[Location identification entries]

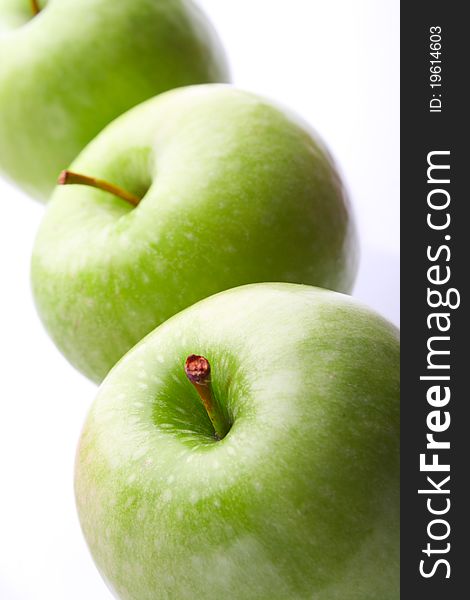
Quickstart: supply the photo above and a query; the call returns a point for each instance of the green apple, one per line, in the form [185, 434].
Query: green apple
[69, 70]
[299, 495]
[233, 190]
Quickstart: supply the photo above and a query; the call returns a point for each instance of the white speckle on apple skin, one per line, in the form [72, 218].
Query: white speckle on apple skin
[167, 495]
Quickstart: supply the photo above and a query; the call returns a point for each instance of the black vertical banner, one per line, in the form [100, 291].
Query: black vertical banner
[435, 251]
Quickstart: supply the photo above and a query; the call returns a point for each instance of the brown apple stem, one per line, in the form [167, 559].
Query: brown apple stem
[198, 370]
[35, 8]
[69, 177]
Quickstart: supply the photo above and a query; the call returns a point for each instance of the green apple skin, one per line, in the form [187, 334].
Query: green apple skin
[69, 71]
[299, 500]
[237, 191]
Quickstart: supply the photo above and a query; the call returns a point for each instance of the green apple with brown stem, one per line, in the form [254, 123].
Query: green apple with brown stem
[69, 67]
[212, 187]
[272, 474]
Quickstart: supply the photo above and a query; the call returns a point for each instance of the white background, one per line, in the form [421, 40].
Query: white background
[334, 62]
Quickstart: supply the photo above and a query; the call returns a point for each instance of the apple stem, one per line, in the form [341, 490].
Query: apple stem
[69, 177]
[198, 370]
[35, 8]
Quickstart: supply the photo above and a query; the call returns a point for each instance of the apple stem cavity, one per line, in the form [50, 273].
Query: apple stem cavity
[35, 8]
[198, 371]
[69, 177]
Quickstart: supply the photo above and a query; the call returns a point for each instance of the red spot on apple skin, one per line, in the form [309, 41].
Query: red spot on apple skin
[197, 368]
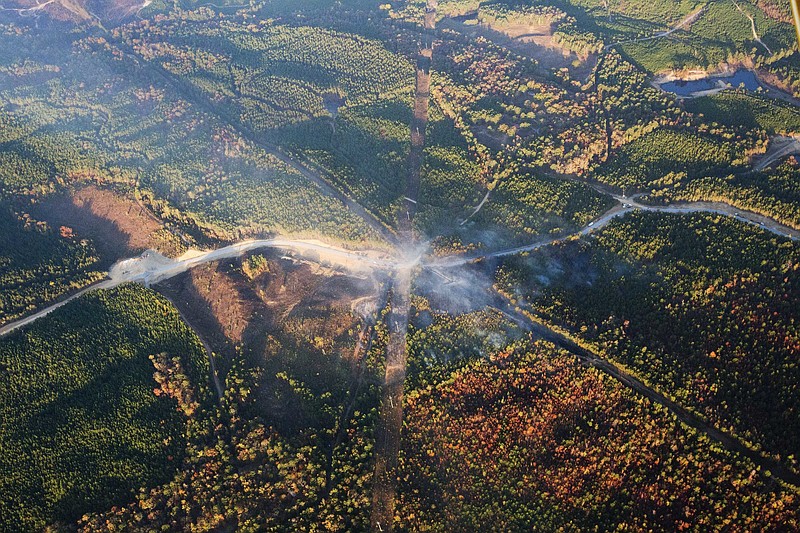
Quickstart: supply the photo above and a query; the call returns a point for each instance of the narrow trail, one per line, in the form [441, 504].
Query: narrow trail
[687, 20]
[207, 347]
[390, 423]
[151, 267]
[624, 206]
[317, 176]
[727, 440]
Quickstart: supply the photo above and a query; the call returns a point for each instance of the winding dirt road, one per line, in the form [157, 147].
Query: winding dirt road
[729, 441]
[151, 267]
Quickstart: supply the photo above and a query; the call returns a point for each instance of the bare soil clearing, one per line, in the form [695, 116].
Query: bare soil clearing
[119, 226]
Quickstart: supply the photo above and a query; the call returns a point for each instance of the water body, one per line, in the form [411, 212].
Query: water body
[740, 78]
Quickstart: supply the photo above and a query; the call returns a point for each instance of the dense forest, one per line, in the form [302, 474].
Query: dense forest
[528, 439]
[700, 306]
[188, 126]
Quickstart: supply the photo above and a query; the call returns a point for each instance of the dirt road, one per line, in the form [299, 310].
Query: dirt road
[769, 466]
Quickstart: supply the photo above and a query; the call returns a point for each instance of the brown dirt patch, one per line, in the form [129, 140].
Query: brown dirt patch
[119, 226]
[300, 303]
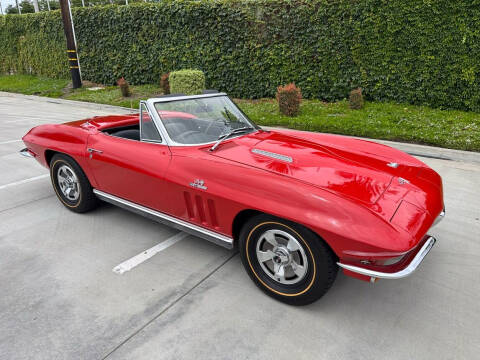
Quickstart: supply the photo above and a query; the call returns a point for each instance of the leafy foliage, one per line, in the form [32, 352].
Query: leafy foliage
[417, 51]
[124, 87]
[188, 82]
[165, 84]
[289, 98]
[355, 99]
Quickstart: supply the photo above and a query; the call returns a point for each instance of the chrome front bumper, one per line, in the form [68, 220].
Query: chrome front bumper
[409, 269]
[26, 153]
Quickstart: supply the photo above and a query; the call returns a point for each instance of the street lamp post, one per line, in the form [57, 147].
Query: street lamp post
[71, 44]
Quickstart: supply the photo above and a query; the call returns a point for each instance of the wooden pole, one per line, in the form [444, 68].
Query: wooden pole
[71, 45]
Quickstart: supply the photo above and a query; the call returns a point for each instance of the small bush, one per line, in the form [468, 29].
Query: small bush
[355, 99]
[289, 98]
[124, 87]
[164, 83]
[188, 82]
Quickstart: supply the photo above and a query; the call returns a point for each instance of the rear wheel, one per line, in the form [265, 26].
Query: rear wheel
[71, 185]
[286, 260]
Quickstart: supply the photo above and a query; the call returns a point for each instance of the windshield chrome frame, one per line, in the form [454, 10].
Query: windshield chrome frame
[163, 131]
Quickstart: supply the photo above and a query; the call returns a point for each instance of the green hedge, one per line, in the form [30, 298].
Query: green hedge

*What to produce*: Your copy should hold every record word for word and none of the pictures.

*Answer below*:
Quickstart: supply the photo above and a query; the call returns a point for each instance of the green apple, one per line, in the form [185, 434].
Query: green apple
[69, 70]
[299, 495]
[233, 190]
Quickstart: supply the photo above and a query; the call returns a point for each instance of the white speckle on apple skin, one per line, in the form [72, 218].
Query: white speckle on apple skin
[167, 495]
Quickstart: supply the photo above and a query; the call returns a point for each instance of the black vertical banner, one per line, in the form [100, 291].
Query: black vertical banner
[435, 251]
Quickstart: supply the photo above and a query; the call returns a point for each instance of the brown apple stem, one per line, in the form [167, 559].
Query: brown apple stem
[198, 370]
[35, 8]
[69, 177]
Quickstart: supply the photo above and a query; the call returns a point for each instance of the green apple skin, one per line, in the form [187, 334].
Query: green apple skin
[69, 71]
[299, 500]
[237, 191]
Quickstart: supply the photo above and a query; the call returns a point for each instance of the green apple with brown stem, one per line, in the form [254, 123].
Query: green apple with brown stem
[69, 67]
[212, 187]
[272, 474]
Quickstart: supply the photo above and a query; the call returns a point for each instance of the white background, one per line, in the form [421, 40].
Query: white background
[334, 62]
Quickstart: supply the photo above and a query; the call returns a point for each instance of the apple stem, one per line, in the form [341, 490].
Query: apple stem
[69, 177]
[198, 370]
[35, 8]
Quickstart: supply the photo above and a query; the call returns a point for each instance of the apple stem cavity, one per line, in the form [50, 273].
Query: apple stem cavity
[35, 8]
[198, 371]
[69, 177]
Quickstart: supply the photo above and a query; the call returns a point for each instance of the red spot on apple skin, one per line, in the form [309, 41].
Query: red spot on apple skin
[197, 368]
Quickstart: supply the photo above and a query; the call returns a point for each instance of the narrow trail, one per line, in the form [441, 504].
Query: narrow trail
[687, 20]
[207, 347]
[390, 423]
[151, 267]
[624, 206]
[317, 176]
[727, 440]
Quickstart: supply the photo above and a query; the call returns a point for each instance of the winding dirt road, one per line, in the form [157, 147].
Query: winding dirt road
[729, 441]
[151, 267]
Quickstart: supply the photo above and a query; the call returns a point for each instance of the bare soil clearing, one per line, in the form [695, 116].
Query: bare soil clearing
[119, 226]
Quickstart: supply the photo above and a query; the call returns a point for each instance of the water body, one per line, in the form [411, 212].
Query: water body
[740, 78]
Quickstart: supply the photo above and a query; the call returns a point for each instance of the dense forest, one per line, in the form [302, 474].
Query: dense forest
[528, 439]
[700, 306]
[188, 126]
Quickstart: supply the photo above and a query; the call returns a point for each instance of the dirt road, one per line, in the form [299, 310].
Query: dirt road
[769, 466]
Quickstart: supply the photo above and a query; the call returns a point for each instance of the brown dirt patch, one per line, in the form [129, 140].
Query: brown dirt patch
[119, 226]
[300, 303]
Quickstart: supply the photo above and a query; the call returns a point for each instance of the leafy foliage, one per line, in the form [32, 352].
Query: leafy foliage
[417, 51]
[124, 87]
[188, 82]
[165, 84]
[289, 98]
[355, 99]
Quickstart: supply the photo above and a query; the call returns a point for each instance of the chrome front bumper, one per line, in the form [68, 220].
Query: chrome front bumper
[409, 269]
[26, 153]
Quickstart: supply the photo above and a query; the call returns a point for each instance of the street lamp post, one per line, in the form [57, 147].
Query: street lamp post
[71, 44]
Quickstart: supply the photo above and a query; the call returns a point for each instance of the wooden pole, one per line, in the form [444, 68].
Query: wooden pole
[71, 45]
Quickstart: supply the photo above and a query; the call returns a point for each instance of the small bush, one per line, in the form [468, 29].
Query: small bush
[355, 99]
[289, 98]
[124, 87]
[164, 83]
[188, 82]
Quickstart: supply the photo above and a query; the call returns a point for each instance of the rear wheel, one per line, in the form [265, 26].
Query: rear wheel
[71, 185]
[286, 260]
Quickstart: supply the photo above and a query; the call returns a point for each instance of the windshield chrome frame, one per line, in the form [454, 10].
Query: windshield chrome frame
[163, 131]
Quickstart: supply the photo above and a query; the call returns a point for each instance of the green hedge, one per line, in the form [30, 298].
Query: green hedge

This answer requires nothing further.